So a couple things I don’t understand with the Ueberauth Google implementation (and for @danschultzer and the asset package)…

There are 3 config/ENV variables that these implementations rely on:

  • GOOGLE_CLIENT_ID
  • GOOGLE_CLIENT_SECRET
  • GOOGLE_REDIRECT_URI

The flow for both these implementations (so far as I understand it):

  1. a user comes to your Phoenix site, clicks on the “Google Sign In” link whose target is another Phoenix route, /auth/google.
  2. Somehow, the request to /auth/google redirects to the the Google Sign In page for configured client, e.g. https://accounts.google.com/signin/oauth/identifier?client_id=123
  3. After successfully authenticating against Google, Google makes a GET request back to your app, e.g. http://localhost:4000/auth/google/callback?code=xxxxxyyyyzzz&scope=email+https%3A%2F%2Fwww.googleapis.com%2Fauth%2Fuserinfo.email+openid&authuser=0&hd=mysite.com&prompt=consent

And that’s where I can’t follow what it’s doing. Is the plug checking the supplied code in the GET request from Google to verify that it actually is from Google and properly signed? Because I assume there’s something there that’s preventing randos from making GET requests against that same endpoint and having it issue a session.

How I did my implementation of this was simpler (IMO). It required only 1 config: the GOOGLE_CLIENT_ID. I used the Google Sign In button provided by Google – I just had to include their JS. The flow was this:

  1. User comes to my Phoenix site, clicks the Google Sign In button.
  2. The Google JS fires a popup which requests https://accounts.google.com/signin/oauth/identifier?client_id=123 page (identified by the Google Client ID).
  3. After the user has successfully auth’d, execution came back to the JS, and it entered into the user defined callback.

At that point, your JS has the JWT produced via the signup, and it can POST that value to any endpoint you define in your app, and then:
4. Your app would verify the signature of the JWT to make sure it hadn’t been tampered with – setting GOOGLE_CLIENT_SECRET and GOOGLE_REDIRECT_URI was not required.

Why/how is Ueberauth verifying the OAuth response?

It’s OAuth 2.0 auth code flow in both cases. Normally the client returns an auth code via query params to the server, and the server exchanges the auth code for an access token using the client secret. When you use the JS SDK it’s instead the client that handles this process. Instead of using client secret it’s done with PKCE, and the server will only have to validate the token signature.

= Provided records =
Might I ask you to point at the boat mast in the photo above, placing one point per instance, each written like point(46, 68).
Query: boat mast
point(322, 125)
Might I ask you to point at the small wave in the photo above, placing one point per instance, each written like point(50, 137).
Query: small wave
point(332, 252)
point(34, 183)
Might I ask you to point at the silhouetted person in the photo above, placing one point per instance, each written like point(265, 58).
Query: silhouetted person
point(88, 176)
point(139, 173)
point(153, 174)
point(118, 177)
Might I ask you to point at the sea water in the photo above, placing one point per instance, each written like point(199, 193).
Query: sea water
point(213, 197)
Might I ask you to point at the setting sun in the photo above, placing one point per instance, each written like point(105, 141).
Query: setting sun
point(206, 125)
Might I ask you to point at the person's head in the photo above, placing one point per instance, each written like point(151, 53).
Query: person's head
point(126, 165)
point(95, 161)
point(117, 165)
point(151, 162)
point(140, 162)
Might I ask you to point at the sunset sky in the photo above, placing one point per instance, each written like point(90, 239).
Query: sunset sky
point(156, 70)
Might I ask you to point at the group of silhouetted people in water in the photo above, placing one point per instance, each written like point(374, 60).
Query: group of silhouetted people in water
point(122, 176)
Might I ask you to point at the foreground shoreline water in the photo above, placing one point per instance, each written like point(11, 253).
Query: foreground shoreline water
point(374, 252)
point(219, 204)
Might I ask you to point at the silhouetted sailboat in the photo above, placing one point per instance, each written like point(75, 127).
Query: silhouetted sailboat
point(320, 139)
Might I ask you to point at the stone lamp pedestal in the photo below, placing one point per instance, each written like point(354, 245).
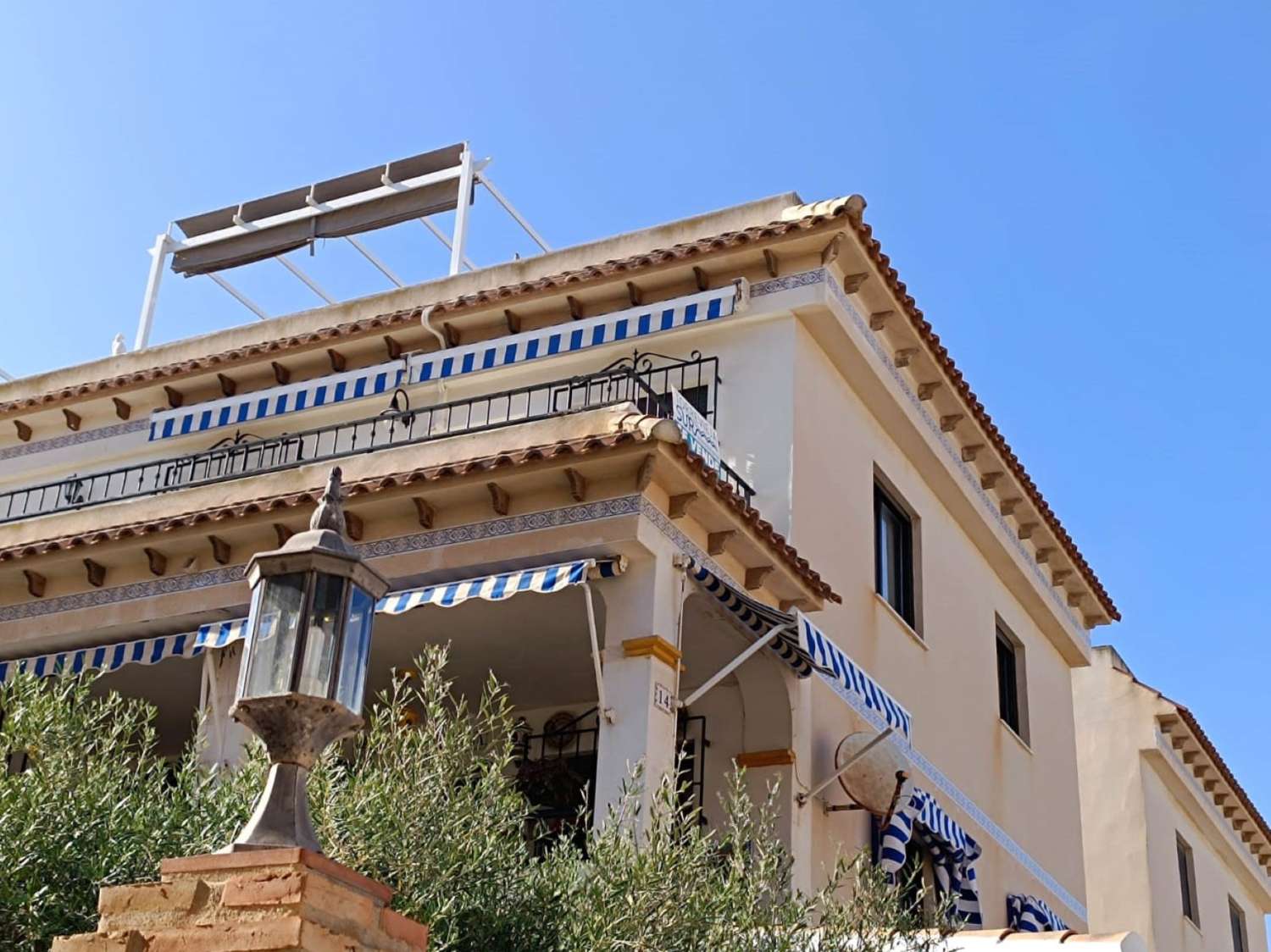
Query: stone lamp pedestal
point(276, 900)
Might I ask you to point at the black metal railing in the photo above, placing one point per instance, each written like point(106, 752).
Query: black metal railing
point(636, 379)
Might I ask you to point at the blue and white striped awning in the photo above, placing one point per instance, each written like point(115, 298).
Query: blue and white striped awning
point(1031, 914)
point(851, 682)
point(142, 651)
point(808, 650)
point(544, 580)
point(279, 401)
point(628, 324)
point(755, 617)
point(952, 850)
point(218, 634)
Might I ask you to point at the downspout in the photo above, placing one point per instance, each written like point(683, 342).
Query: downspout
point(425, 319)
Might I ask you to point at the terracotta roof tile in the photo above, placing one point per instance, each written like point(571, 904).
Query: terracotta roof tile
point(431, 474)
point(1246, 801)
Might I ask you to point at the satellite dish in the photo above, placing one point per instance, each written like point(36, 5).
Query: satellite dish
point(874, 781)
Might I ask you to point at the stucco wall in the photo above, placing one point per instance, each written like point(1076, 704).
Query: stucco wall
point(1136, 800)
point(947, 678)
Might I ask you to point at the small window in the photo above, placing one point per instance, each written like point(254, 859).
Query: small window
point(1240, 934)
point(1187, 881)
point(1012, 688)
point(894, 555)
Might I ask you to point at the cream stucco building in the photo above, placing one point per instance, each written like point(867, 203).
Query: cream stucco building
point(1174, 844)
point(525, 426)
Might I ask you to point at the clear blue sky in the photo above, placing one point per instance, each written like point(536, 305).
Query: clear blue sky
point(1075, 193)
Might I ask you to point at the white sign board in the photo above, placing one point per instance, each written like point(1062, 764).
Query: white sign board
point(699, 436)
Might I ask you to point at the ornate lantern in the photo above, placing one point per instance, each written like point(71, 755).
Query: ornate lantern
point(304, 669)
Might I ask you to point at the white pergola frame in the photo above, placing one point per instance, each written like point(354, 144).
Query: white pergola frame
point(469, 172)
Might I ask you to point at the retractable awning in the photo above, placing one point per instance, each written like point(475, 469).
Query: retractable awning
point(808, 650)
point(218, 634)
point(755, 618)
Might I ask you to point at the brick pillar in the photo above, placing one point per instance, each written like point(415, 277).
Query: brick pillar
point(279, 900)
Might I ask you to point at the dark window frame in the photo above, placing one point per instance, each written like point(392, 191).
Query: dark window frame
point(1187, 881)
point(1240, 927)
point(899, 522)
point(1008, 683)
point(1012, 680)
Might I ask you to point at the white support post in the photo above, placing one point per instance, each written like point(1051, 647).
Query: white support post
point(158, 256)
point(732, 665)
point(309, 282)
point(441, 236)
point(605, 711)
point(802, 799)
point(239, 296)
point(513, 213)
point(465, 188)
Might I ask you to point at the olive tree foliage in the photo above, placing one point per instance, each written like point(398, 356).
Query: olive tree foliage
point(426, 801)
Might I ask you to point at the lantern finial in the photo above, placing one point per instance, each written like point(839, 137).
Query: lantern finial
point(330, 512)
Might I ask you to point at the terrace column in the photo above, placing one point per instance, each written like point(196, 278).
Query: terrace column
point(641, 662)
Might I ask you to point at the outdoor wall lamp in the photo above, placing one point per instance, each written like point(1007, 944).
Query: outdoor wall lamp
point(304, 667)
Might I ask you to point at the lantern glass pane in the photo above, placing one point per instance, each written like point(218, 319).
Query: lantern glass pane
point(323, 636)
point(356, 651)
point(271, 652)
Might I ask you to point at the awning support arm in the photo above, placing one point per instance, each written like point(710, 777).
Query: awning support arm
point(802, 799)
point(238, 295)
point(752, 649)
point(605, 711)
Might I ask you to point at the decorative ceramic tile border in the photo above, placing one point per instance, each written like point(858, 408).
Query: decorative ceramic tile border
point(58, 442)
point(787, 282)
point(380, 548)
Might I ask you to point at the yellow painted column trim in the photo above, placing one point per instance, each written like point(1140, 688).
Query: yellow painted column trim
point(655, 646)
point(764, 758)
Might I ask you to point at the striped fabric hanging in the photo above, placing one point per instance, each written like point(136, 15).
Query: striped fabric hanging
point(628, 324)
point(218, 634)
point(279, 401)
point(1032, 914)
point(952, 850)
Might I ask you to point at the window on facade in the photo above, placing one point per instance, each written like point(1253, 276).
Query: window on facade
point(1012, 695)
point(1240, 934)
point(1187, 881)
point(894, 555)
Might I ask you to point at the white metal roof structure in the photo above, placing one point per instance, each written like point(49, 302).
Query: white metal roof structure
point(419, 187)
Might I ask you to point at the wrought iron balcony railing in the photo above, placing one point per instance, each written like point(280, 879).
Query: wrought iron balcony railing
point(638, 379)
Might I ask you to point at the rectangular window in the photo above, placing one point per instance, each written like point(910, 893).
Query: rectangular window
point(1240, 934)
point(894, 555)
point(1012, 705)
point(1187, 881)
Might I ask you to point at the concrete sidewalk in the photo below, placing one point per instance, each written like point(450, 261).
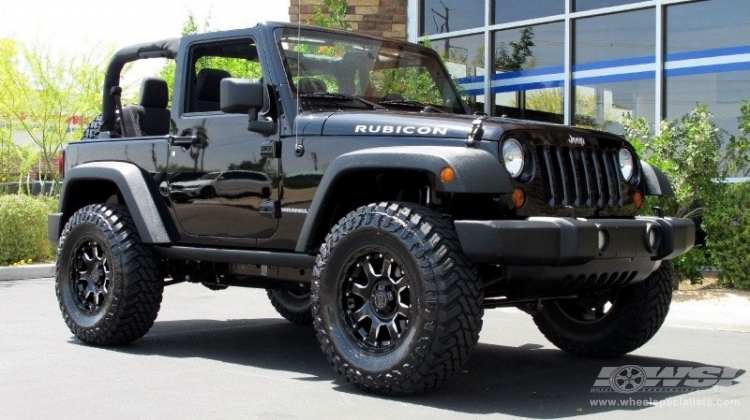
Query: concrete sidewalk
point(25, 272)
point(713, 309)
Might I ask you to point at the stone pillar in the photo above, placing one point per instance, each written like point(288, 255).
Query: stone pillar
point(386, 18)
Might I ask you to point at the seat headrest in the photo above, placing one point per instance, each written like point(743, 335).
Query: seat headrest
point(154, 93)
point(207, 83)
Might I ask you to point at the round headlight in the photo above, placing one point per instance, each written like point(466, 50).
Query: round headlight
point(626, 163)
point(513, 157)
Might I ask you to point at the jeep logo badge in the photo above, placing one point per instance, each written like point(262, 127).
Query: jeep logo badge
point(576, 140)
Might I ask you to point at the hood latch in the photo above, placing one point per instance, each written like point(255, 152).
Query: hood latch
point(475, 134)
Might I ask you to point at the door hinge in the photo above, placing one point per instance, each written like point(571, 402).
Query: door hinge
point(270, 149)
point(270, 209)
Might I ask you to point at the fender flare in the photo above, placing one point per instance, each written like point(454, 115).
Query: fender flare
point(655, 181)
point(134, 189)
point(475, 171)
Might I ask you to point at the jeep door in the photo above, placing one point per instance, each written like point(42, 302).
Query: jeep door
point(226, 213)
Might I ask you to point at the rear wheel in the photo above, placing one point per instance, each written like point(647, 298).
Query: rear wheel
point(609, 323)
point(295, 306)
point(396, 304)
point(107, 283)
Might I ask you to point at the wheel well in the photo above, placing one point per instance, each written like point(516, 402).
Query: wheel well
point(84, 192)
point(360, 188)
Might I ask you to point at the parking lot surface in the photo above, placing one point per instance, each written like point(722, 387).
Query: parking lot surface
point(228, 355)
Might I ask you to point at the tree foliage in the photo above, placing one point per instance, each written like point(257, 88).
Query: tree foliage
point(49, 98)
point(332, 14)
point(515, 55)
point(696, 156)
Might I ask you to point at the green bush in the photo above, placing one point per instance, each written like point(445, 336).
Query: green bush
point(727, 223)
point(23, 228)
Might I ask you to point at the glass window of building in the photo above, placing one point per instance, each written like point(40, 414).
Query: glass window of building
point(582, 5)
point(707, 59)
point(529, 73)
point(614, 68)
point(464, 58)
point(442, 16)
point(516, 10)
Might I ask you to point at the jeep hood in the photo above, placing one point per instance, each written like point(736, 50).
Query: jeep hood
point(433, 125)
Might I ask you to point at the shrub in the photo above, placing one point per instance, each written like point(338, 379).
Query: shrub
point(23, 228)
point(728, 226)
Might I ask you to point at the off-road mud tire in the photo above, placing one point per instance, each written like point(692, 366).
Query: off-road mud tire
point(108, 283)
point(434, 316)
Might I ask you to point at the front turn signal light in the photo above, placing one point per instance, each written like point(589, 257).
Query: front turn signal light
point(638, 200)
point(447, 174)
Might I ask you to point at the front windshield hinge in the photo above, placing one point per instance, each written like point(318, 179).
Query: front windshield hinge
point(475, 134)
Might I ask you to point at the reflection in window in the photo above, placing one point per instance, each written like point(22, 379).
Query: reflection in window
point(442, 16)
point(581, 5)
point(707, 60)
point(515, 10)
point(614, 69)
point(528, 72)
point(464, 58)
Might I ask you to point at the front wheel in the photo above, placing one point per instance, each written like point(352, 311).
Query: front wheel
point(396, 304)
point(107, 282)
point(609, 323)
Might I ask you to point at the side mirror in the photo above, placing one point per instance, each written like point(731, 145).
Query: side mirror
point(245, 96)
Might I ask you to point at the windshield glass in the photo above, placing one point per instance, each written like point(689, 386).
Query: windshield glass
point(327, 67)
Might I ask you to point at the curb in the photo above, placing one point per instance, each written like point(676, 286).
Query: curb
point(24, 272)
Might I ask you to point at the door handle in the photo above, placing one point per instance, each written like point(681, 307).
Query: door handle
point(184, 141)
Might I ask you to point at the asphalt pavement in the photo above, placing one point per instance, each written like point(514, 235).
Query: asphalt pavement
point(228, 355)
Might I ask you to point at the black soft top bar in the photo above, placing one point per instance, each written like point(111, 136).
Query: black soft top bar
point(166, 48)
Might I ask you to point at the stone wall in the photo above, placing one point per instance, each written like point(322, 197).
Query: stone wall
point(386, 18)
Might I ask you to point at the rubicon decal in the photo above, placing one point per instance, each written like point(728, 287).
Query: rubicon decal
point(401, 129)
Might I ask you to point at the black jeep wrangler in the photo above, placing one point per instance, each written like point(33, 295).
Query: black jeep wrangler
point(345, 175)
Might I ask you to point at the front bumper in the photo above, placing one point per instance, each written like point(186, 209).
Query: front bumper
point(562, 241)
point(567, 253)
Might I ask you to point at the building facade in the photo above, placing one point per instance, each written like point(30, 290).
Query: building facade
point(375, 17)
point(589, 62)
point(582, 62)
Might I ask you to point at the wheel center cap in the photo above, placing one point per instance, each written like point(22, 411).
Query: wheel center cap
point(380, 299)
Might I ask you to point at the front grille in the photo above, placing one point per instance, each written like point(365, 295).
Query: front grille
point(580, 176)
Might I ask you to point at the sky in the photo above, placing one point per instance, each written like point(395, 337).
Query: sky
point(79, 25)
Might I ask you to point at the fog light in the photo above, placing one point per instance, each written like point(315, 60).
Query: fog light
point(603, 241)
point(653, 238)
point(519, 198)
point(447, 174)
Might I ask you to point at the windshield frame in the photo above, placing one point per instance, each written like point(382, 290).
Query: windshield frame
point(347, 61)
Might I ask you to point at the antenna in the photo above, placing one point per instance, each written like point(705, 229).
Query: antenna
point(299, 149)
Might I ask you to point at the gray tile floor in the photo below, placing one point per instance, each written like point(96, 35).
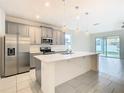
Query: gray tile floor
point(110, 79)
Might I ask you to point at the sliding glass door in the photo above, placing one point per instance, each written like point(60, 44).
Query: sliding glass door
point(108, 46)
point(101, 46)
point(113, 47)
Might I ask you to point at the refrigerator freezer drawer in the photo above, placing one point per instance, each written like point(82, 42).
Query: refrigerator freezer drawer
point(23, 62)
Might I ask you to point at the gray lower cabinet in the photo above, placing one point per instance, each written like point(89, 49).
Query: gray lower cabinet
point(32, 60)
point(38, 71)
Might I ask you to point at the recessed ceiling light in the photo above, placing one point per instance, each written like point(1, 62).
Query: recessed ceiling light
point(47, 4)
point(78, 17)
point(37, 16)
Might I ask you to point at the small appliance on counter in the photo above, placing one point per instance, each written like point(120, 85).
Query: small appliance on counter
point(46, 50)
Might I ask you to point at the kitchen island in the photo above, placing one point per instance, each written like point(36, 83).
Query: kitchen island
point(55, 69)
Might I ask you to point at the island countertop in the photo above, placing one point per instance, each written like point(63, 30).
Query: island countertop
point(60, 57)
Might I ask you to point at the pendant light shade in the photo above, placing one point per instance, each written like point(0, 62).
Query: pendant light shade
point(64, 28)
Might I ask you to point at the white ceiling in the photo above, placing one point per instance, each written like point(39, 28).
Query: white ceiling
point(108, 13)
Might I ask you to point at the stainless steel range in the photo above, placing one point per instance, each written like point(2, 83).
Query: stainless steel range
point(16, 54)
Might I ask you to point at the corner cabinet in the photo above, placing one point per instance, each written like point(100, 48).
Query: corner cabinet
point(58, 38)
point(11, 28)
point(35, 35)
point(17, 29)
point(23, 30)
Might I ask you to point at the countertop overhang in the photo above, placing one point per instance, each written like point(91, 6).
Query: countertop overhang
point(61, 57)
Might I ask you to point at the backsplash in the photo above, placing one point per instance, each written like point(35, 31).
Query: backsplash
point(36, 48)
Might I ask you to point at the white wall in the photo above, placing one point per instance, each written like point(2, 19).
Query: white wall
point(2, 33)
point(80, 41)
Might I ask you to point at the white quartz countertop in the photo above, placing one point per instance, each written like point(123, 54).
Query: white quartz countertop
point(61, 57)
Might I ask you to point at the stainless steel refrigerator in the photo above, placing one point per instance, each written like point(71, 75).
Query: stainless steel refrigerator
point(16, 54)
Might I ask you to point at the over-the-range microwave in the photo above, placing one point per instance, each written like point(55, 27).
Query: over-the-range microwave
point(47, 41)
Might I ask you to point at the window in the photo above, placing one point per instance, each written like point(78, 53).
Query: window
point(108, 46)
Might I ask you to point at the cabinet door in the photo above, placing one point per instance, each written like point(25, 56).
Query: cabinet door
point(11, 28)
point(32, 35)
point(62, 40)
point(23, 30)
point(37, 35)
point(58, 38)
point(43, 32)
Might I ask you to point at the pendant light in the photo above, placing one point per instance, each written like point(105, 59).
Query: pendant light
point(87, 32)
point(64, 28)
point(78, 19)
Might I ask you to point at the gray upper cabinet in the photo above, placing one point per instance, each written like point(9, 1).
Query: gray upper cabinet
point(58, 38)
point(46, 32)
point(35, 35)
point(16, 28)
point(23, 30)
point(43, 32)
point(62, 40)
point(11, 28)
point(49, 33)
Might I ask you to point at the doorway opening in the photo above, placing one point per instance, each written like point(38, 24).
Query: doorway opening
point(108, 46)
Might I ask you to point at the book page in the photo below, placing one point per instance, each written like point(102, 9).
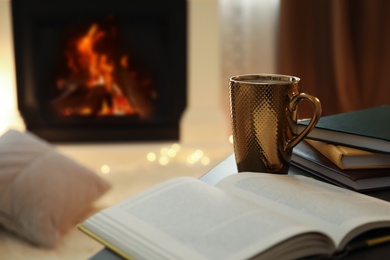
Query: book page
point(195, 220)
point(333, 209)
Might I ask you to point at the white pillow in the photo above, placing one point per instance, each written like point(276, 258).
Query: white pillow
point(43, 193)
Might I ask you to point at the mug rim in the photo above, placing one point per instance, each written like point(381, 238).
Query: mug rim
point(267, 77)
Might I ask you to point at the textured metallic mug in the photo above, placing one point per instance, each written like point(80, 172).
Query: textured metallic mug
point(264, 115)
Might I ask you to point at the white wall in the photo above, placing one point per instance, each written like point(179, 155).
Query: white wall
point(8, 107)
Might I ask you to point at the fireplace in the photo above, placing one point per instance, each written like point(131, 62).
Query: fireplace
point(101, 70)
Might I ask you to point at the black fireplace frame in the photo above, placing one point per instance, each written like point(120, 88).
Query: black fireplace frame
point(25, 15)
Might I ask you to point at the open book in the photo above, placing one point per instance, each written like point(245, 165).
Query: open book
point(243, 216)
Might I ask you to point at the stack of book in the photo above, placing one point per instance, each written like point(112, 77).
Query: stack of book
point(349, 149)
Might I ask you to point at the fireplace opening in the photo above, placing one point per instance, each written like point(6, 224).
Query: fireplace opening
point(101, 70)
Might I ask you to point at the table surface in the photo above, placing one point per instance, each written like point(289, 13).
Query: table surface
point(228, 167)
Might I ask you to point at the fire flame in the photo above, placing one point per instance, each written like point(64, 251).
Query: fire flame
point(96, 69)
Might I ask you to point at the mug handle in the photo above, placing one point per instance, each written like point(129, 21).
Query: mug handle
point(317, 110)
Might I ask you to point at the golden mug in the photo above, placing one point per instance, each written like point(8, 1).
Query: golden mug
point(264, 114)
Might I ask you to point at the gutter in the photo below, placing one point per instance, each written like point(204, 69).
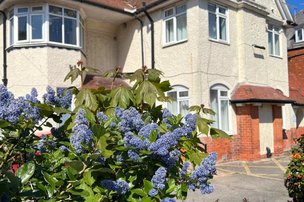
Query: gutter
point(4, 79)
point(262, 101)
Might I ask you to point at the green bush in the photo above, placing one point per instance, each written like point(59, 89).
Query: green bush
point(116, 145)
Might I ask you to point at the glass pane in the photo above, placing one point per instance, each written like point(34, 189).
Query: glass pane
point(38, 8)
point(172, 106)
point(212, 8)
point(183, 107)
point(223, 29)
point(55, 10)
point(277, 44)
point(70, 13)
point(70, 26)
point(183, 94)
point(11, 31)
point(212, 26)
point(22, 32)
point(168, 13)
point(36, 26)
point(300, 36)
point(181, 9)
point(22, 10)
point(55, 28)
point(169, 31)
point(270, 42)
point(224, 115)
point(214, 107)
point(222, 10)
point(181, 22)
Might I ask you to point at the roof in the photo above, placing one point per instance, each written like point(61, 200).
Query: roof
point(94, 82)
point(251, 93)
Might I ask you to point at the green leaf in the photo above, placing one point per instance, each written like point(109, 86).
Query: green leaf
point(73, 74)
point(147, 186)
point(87, 176)
point(139, 192)
point(121, 97)
point(25, 172)
point(87, 98)
point(146, 92)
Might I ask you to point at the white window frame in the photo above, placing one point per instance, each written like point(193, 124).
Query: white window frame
point(275, 30)
point(218, 16)
point(173, 17)
point(178, 89)
point(14, 41)
point(221, 88)
point(297, 35)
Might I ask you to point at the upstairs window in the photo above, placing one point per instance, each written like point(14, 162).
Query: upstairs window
point(175, 24)
point(46, 24)
point(219, 100)
point(300, 35)
point(274, 40)
point(218, 16)
point(179, 104)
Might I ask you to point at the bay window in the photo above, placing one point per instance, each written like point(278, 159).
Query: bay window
point(175, 24)
point(46, 24)
point(219, 100)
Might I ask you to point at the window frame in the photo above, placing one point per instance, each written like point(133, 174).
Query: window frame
point(297, 35)
point(174, 18)
point(219, 15)
point(221, 88)
point(45, 13)
point(178, 89)
point(274, 32)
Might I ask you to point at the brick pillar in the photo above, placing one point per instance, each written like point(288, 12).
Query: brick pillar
point(248, 130)
point(277, 129)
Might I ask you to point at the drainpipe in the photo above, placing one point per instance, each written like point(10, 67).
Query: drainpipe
point(152, 36)
point(142, 40)
point(4, 79)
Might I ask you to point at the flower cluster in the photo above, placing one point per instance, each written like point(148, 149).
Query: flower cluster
point(82, 133)
point(62, 99)
point(294, 176)
point(158, 180)
point(120, 186)
point(12, 109)
point(203, 173)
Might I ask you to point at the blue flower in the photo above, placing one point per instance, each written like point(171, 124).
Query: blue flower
point(82, 133)
point(120, 186)
point(159, 178)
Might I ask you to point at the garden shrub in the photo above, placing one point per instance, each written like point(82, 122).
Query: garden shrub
point(294, 177)
point(116, 145)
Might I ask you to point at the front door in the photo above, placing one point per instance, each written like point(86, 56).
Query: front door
point(266, 129)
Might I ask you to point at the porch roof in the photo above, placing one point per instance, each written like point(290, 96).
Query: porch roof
point(263, 94)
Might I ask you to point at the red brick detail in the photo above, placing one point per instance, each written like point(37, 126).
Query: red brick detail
point(277, 130)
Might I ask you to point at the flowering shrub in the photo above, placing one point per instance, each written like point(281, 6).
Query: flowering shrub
point(294, 177)
point(116, 145)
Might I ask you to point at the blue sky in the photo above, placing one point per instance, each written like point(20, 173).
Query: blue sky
point(298, 4)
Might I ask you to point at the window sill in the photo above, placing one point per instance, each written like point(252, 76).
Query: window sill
point(276, 56)
point(219, 41)
point(174, 43)
point(41, 45)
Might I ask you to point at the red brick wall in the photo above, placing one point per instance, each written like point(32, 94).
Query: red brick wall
point(277, 129)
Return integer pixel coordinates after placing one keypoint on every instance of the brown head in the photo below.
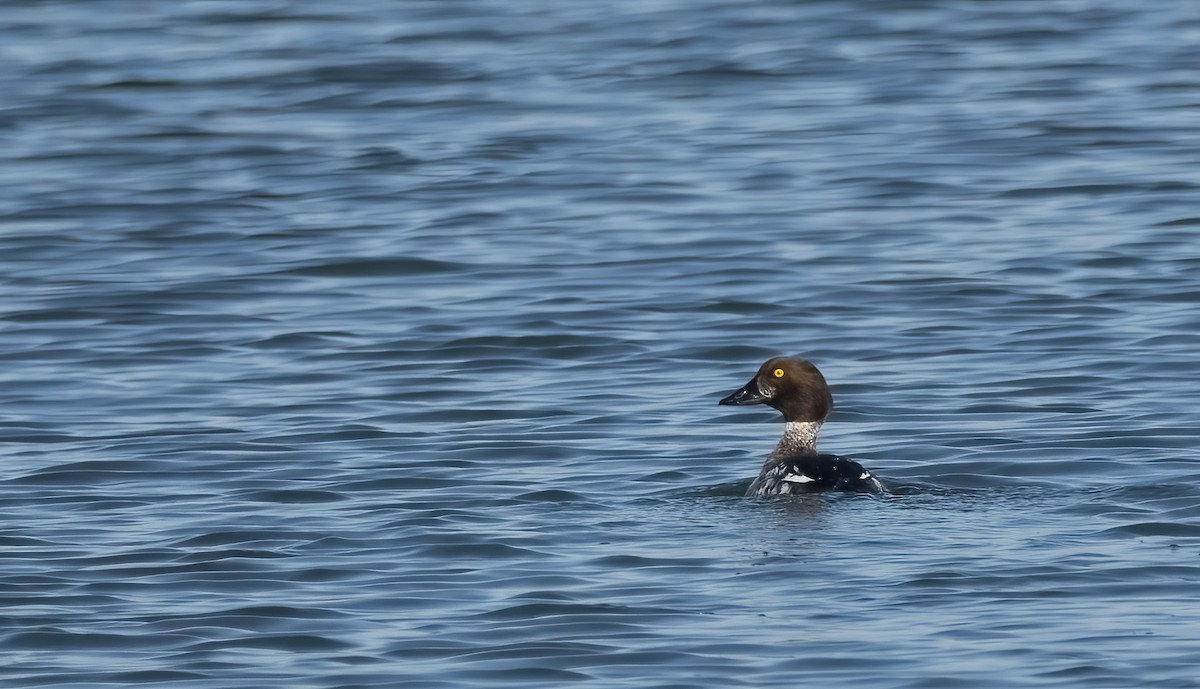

= What this exercise asks =
- 1) Name every config or environment variable that, according to the discussion of Google sign-in, the Ueberauth Google implementation relies on.
- 2) Pick up the discussion of Google sign-in after its final sentence and carry it forward.

= Task-by-task answers =
- 1) GOOGLE_CLIENT_ID, GOOGLE_CLIENT_SECRET, GOOGLE_REDIRECT_URI

- 2)
This might give you an idea how it works in JS: https://developers.onelogin.com/openid-connect/guides/auth-flow-pkce

This PKCE link is helpful, thank you! Let me see if I have this straight… in the first case (e.g. the one used by Ueberauth), the server backend (e.g. Phoenix) ends up with a token which (after exchanging it) can be used to make further requests, whereas in the JS variant, the client ends up only with a JWT which vouches for the user and basically proves that the user is who they say they are (the client just has to verify the signature on the JWK to prove that it has not been tampered with).

I don’t recall having to define a client secret or code challenge, however… I’m also looking over https://auth0.com/docs/flows/concepts/auth-code-pkce – but I don’t follow all the steps that it diagrams.

I’ve done Facebook OAuth setups – they work the same way as the Ueberauth example with a token sent to the redirect URL that has to be exchanged before it can be used to make calls against the Facebook API. Twitter uses (used?) OAuth1, but it was the same type of flow.

I’m not aware of other authorities that will cough up a JWT as a “by-product” of logging in, which the client can then verify.

@danschultzer - does Assent support the PKCE type logins?

Yeah, that’s about right, they are both access tokens, but the one fetched by the client is usually short lived.

It’s handled in the JS SDK, so the code challenge is generated by the client and the only information needed is the client id.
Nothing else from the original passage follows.